### EXERCISE AIM
Extend the news article below about the arrest warrant for Frosty T. Snowman, picking up right after its final sentence.

### SELECTED PASSAGE
────────────────────
Greater Snowmass, New Hampshire. As part of a larger crackdown on traffic violations and other crimes, the city has issued an arrest warrant for Frosty T. Snowman on charges of jaywalking and endangering the welfare of minors.
The charge dates from an incident years ago, in which Mr. Snowman, while ostensibly having fun with a group of children, defied a direction from a policeman directing traffic and led the group across a busy street.
“The evidence clearly indicates a shocking level of irresponsibility on the part of Mr. Snowman, ” said Officer Hans Gotcher, a spokesman for the Greater Snowmass police force. “We discourage jaywalking at the best of times, but to jaywalk with a bunch of children in tow is absolutely beyond the pale. We made out a ticket at the time, but as Mr. Snowman has taken no action on it for years, we are forced to escalate this to a warrant.”
────────────────────
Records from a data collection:
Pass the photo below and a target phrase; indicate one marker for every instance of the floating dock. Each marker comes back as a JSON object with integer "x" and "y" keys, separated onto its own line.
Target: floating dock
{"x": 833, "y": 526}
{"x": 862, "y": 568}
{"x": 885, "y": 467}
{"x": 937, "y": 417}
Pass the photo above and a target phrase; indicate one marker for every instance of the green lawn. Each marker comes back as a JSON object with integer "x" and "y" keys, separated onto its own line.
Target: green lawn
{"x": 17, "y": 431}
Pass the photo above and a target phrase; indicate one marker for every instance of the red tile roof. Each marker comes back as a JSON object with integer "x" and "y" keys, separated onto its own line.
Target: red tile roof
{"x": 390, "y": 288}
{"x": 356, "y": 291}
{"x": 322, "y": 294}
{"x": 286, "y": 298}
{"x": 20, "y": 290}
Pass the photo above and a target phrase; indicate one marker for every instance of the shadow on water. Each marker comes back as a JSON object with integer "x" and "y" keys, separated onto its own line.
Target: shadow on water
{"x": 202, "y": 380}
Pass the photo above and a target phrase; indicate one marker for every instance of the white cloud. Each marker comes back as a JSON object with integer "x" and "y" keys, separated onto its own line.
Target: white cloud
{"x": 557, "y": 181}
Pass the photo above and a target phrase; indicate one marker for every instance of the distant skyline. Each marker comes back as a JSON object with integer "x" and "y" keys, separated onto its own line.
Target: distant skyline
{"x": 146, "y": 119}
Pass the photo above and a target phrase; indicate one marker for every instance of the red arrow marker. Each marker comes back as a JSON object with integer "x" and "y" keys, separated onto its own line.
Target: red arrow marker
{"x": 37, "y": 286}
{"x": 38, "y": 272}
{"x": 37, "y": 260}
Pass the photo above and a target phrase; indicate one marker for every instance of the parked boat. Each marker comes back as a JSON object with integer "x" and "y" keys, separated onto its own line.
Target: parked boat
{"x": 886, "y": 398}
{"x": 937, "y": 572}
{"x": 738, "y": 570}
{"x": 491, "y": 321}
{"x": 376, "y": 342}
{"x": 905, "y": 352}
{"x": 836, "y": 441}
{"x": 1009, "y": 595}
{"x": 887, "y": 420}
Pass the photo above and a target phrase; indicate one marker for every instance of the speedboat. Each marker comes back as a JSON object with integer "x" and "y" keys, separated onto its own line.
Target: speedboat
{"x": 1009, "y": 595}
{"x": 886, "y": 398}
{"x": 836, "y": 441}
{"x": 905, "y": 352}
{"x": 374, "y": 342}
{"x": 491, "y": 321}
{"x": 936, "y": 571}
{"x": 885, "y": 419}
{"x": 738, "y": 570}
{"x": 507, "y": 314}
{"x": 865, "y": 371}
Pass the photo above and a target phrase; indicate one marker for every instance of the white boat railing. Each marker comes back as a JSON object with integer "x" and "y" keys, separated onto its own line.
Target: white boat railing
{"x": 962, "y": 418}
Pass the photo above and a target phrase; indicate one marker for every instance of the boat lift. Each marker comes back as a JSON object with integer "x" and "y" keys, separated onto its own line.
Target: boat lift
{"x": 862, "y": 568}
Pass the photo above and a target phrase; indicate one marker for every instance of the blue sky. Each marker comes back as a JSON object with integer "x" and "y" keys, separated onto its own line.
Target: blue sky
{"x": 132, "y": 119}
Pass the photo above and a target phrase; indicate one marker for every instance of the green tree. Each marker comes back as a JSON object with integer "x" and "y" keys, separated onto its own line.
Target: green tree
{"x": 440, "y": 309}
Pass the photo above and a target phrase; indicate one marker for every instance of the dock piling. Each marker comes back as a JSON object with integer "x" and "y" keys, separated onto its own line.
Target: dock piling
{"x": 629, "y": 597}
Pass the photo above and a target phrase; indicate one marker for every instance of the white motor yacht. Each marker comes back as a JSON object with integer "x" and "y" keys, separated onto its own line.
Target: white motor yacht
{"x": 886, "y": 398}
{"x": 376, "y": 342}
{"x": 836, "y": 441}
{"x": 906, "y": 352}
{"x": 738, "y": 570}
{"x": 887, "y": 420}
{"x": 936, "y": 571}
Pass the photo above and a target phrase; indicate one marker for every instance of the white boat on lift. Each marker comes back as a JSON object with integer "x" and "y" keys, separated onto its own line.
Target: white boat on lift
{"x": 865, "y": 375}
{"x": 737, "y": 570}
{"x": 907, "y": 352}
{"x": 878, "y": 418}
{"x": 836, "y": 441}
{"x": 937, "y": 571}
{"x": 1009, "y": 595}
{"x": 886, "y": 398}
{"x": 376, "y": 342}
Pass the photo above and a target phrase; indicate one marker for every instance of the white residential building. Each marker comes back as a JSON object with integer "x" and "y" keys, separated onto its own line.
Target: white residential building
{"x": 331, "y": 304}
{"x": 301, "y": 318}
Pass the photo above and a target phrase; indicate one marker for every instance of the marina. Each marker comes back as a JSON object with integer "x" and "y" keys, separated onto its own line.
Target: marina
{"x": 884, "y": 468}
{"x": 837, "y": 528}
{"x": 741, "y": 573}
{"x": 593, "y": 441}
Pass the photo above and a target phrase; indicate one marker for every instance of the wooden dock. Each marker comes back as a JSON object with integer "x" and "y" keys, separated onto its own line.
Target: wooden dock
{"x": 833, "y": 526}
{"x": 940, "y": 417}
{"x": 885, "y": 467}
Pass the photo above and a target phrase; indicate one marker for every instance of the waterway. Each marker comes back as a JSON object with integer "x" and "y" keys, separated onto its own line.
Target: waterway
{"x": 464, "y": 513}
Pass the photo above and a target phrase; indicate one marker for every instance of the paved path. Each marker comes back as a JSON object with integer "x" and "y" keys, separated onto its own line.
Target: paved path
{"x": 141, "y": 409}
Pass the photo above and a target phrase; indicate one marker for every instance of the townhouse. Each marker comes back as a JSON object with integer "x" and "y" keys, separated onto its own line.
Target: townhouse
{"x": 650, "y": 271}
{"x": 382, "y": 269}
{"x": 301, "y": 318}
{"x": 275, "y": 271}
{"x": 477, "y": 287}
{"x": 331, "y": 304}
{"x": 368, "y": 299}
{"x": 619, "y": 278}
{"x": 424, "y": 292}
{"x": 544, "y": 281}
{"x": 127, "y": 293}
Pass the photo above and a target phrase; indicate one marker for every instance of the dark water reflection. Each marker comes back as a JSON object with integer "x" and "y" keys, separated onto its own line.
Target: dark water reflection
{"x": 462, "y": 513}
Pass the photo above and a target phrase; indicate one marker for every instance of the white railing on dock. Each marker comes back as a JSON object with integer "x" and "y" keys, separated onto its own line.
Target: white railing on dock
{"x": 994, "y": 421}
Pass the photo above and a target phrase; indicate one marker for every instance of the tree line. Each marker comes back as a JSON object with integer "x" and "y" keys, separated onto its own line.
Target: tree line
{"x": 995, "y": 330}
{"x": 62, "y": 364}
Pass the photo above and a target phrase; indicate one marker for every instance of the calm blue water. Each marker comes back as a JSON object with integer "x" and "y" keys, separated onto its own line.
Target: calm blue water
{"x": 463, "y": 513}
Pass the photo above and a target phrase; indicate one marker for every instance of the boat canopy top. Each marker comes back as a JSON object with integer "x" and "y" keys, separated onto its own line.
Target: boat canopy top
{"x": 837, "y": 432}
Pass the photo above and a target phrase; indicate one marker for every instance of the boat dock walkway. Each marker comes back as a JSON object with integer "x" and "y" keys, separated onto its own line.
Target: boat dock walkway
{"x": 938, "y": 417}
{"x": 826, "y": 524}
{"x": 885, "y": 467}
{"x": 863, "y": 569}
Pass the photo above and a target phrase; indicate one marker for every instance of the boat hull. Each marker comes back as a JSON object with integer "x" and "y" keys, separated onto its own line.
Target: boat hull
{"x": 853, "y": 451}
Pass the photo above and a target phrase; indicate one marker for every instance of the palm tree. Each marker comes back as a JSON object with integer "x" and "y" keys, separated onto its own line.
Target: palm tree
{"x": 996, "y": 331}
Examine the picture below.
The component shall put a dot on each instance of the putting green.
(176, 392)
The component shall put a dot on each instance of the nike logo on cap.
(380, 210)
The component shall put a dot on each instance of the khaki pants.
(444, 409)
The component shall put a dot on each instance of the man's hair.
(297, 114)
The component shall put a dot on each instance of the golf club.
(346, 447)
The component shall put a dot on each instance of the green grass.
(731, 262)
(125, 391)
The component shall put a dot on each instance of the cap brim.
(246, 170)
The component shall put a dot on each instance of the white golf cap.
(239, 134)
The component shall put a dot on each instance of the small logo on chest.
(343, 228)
────────────────────
### EXERCISE RESULT
Mr. Snowman’s defenders suggest the situation was not a matter of carefree defiance of the law. “As I recall,” said Peter Hawthorne, a participant in the activities in question, “the sun was hot that day. We were faced with a medical emergency: Frosty had to get out of town before he melted away.”
Officer Gotcher dismissed the validity of the “emergency” defense. “If it were a true emergency, the appropriate action would have been to communicate the emergency to the traffic policeman, who could have then dealt with the situation accordingly. As far as the evidence indicates, no such effort was made.”
Officers are advised to be on the lookout for snowmen sporting a corn-cob pipe, a button nose, two eyes made out of coal, and an old top-hat.
“He said he’d be back again some day,” said Officer Gotcher. “We’ll be ready for him.”
The city also issued an arrest warrant for Suzy Snowflake, age unknown, wanted for trespassing and stalking. Ms. Snowflake has a documented history of tap, tap, tapping at people’s window panes to let them know she is in town.
Merry Christmas from The Punnery and La Satira News Service.